From statwiki
Revision as of 08:58, 20 November 2020 by A227jain (talk | contribs)
Jump to: navigation, search

Presented By

Abhinav Jain


Graph neural networks (GNNs) (Merkwirth & Lengauer, 2005; Scarselli et al., 2009) are a class of neural network architectures that have recently become popular for a wide range of applications dealing with structured data, e.g., molecule classification, knowledge graph completion, and Web page ranking (Battaglia et al., 2018; Gilmer et al., 2017; Kipf & Welling, 2017; Schlichtkrull et al., 2018). The main idea behind GNNs is that the connections between neurons are not arbitrary but reflect the structure of the input data. This approach is motivated by convolutional and recurrent neural networks and generalizes both of them (Battaglia et al., 2018). Despite the fact that GNNs have recently been proven very efficient in many applications, their theoretical properties are not yet well-understood.

The ability of graph neural networks (GNNs) for distinguishing nodes in graphs has been recently characterized in terms of the Weisfeiler-Lehman (WL) test for checking graph isomorphism. The WL test works by constructing labeling of the nodes of the graph, in an incremental fashion, and then decides whether two graphs are isomorphic by comparing the labeling of each graph. This characterization, however, does not settle the issue of which Boolean node classifiers (i.e., functions classifying nodes in graphs as true or false) can be expressed by GNNs. To state the connection between GNNs and this test, consider the simple GNN architecture that updates the feature vector of each graph node by combining it with the aggregation of the feature vectors of its neighbors. We call such GNNs aggregate-combine GNNs, or AC-GNNs. Moreover, there are AC-GNNs that can reproduce the WL labeling. This does not imply, however, that AC-GNNs can capture every node classifier—that is, a function assigning true or false to every node—that is refined by the WL test. The author's work aims to answer the question of what are the node classifiers that can be captured by GNN architectures such as AC-GNNs.

**Work to complete**
a. In the graph neural network passage, edit the part from "Abhinav Jain" to "not yet well-understood.", replacing "knowledge graph completion" with "link prediction".
b. According to the graph neural network passage, what name is given to GNNs that update each node's feature vector by combining it with the aggregation of its neighbors' feature vectors?
c. Continue the graph neural network passage from where it stops.
The material has no connection to the graph neural network passage.

**Recorded data**
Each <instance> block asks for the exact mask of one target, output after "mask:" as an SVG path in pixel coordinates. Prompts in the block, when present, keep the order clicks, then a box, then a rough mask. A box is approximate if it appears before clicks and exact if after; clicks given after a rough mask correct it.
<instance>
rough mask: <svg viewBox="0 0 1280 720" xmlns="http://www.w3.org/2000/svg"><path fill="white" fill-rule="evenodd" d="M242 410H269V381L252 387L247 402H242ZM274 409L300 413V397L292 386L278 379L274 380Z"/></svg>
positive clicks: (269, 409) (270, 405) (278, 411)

**Task-by-task answers**
a.
Abhinav Jain


Graph neural networks (GNNs) (Merkwirth & Lengauer, 2005; Scarselli et al., 2009) are a class of neural network architectures that have recently become popular for a wide range of applications dealing with structured data, e.g., molecule classification, link prediction, and Web page ranking (Battaglia et al., 2018; Gilmer et al., 2017; Kipf & Welling, 2017; Schlichtkrull et al., 2018). The main idea behind GNNs is that the connections between neurons are not arbitrary but reflect the structure of the input data. This approach is motivated by convolutional and recurrent neural networks and generalizes both of them (Battaglia et al., 2018). Despite the fact that GNNs have recently been proven very efficient in many applications, their theoretical properties are not yet well-understood.

b. They are called aggregate-combine GNNs, or AC-GNNs.

c.
Image: 500 pixels
Figure 2: Certified Defense Illustration


They tackle this problem by focusing on Boolean classifiers expressible as formulas in the logic FOC2, a well-studied fragment of first-order logic. FOC2 is tightly related to the WL test, and hence to GNNs. They start by studying a popular class of GNNs, which they call AC-GNNs, in which the features of each node in the graph are updated, in successive layers, only in terms of the features of its neighbors.

Given the connection between AC-GNNs and WL on the one hand, and that between WL and FOC2 on the other hand, one may be tempted to think that the expressivity of AC-GNNs coincides with that of FOC2. However, the reality is not as simple, and there are many FOC2 node classifiers (e.g., the trivial one above) that cannot be expressed by AC-GNNs. This leaves us with the following natural questions. First, what is the largest fragment of FOC2 classifiers that can be captured by AC-GNNs? Second, is there an extension of AC-GNNs that allows expressing all FOC2 classifiers? In this paper, they provide answers to these two questions.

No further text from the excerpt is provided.